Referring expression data
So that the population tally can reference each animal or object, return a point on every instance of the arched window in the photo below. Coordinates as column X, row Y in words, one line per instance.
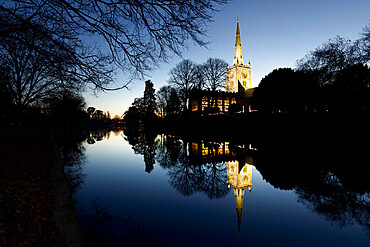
column 194, row 105
column 226, row 104
column 219, row 103
column 204, row 102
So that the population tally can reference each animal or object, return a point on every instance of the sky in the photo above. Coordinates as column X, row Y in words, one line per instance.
column 274, row 34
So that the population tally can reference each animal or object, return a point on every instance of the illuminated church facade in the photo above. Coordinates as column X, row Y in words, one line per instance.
column 238, row 87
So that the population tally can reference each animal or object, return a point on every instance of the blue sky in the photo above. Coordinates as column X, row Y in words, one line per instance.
column 274, row 34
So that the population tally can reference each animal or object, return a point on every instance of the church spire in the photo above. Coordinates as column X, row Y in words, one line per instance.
column 238, row 56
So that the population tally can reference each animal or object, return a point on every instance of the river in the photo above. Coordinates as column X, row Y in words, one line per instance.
column 162, row 190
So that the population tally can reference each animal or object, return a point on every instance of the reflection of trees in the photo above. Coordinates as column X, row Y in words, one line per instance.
column 214, row 183
column 185, row 175
column 73, row 154
column 144, row 144
column 329, row 178
column 169, row 150
column 335, row 202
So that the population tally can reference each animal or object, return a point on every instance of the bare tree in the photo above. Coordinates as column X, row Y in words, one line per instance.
column 134, row 36
column 30, row 76
column 214, row 71
column 182, row 77
column 332, row 57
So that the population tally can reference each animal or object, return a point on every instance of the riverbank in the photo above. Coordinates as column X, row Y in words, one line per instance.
column 36, row 204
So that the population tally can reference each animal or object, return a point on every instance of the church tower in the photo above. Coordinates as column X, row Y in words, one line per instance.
column 238, row 72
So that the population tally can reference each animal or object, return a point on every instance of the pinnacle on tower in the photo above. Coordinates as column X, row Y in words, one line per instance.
column 238, row 55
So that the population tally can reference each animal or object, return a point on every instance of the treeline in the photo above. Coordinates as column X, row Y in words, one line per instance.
column 172, row 100
column 335, row 77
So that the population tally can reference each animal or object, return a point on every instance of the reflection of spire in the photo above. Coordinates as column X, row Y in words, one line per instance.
column 239, row 179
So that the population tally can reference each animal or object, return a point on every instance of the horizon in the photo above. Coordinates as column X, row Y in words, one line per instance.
column 273, row 35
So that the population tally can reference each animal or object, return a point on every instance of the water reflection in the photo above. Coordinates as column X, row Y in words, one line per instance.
column 335, row 187
column 213, row 165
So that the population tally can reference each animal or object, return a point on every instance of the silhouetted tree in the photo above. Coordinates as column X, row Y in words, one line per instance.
column 168, row 101
column 214, row 71
column 67, row 108
column 366, row 41
column 162, row 98
column 199, row 78
column 90, row 111
column 149, row 104
column 286, row 90
column 135, row 36
column 30, row 76
column 332, row 57
column 183, row 78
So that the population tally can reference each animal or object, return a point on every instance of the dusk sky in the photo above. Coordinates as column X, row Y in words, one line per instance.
column 274, row 34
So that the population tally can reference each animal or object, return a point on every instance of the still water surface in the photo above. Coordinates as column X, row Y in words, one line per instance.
column 209, row 192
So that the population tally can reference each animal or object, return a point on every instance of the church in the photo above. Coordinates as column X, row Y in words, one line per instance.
column 238, row 94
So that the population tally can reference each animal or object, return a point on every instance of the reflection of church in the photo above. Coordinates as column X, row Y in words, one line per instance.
column 239, row 177
column 238, row 86
column 239, row 165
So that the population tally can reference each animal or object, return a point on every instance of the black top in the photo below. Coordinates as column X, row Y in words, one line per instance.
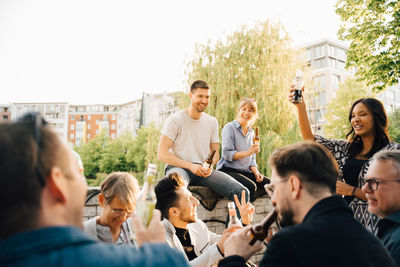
column 184, row 237
column 351, row 171
column 329, row 236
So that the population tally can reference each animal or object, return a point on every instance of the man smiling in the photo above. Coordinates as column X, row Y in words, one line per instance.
column 382, row 188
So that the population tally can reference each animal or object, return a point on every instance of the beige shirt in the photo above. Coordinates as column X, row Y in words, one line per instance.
column 191, row 138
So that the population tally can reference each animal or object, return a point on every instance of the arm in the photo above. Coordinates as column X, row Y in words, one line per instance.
column 347, row 190
column 166, row 156
column 304, row 122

*Task description*.
Give back, word for word, the lines from the one with "of the beige" through the last line of the entries, both included, and no other line.

*Output for this task*.
So that the population tally can reference each animal or object, return a point on every instance of the beige shirt in the photo above. Coordinates as column X, row Y in words, one line per instance.
column 191, row 138
So that the population tally can reference each animal or object, return a point on every instance of the arm in the photo above. Coordinates as column X, row Y in words, one line per instance.
column 347, row 190
column 166, row 156
column 304, row 122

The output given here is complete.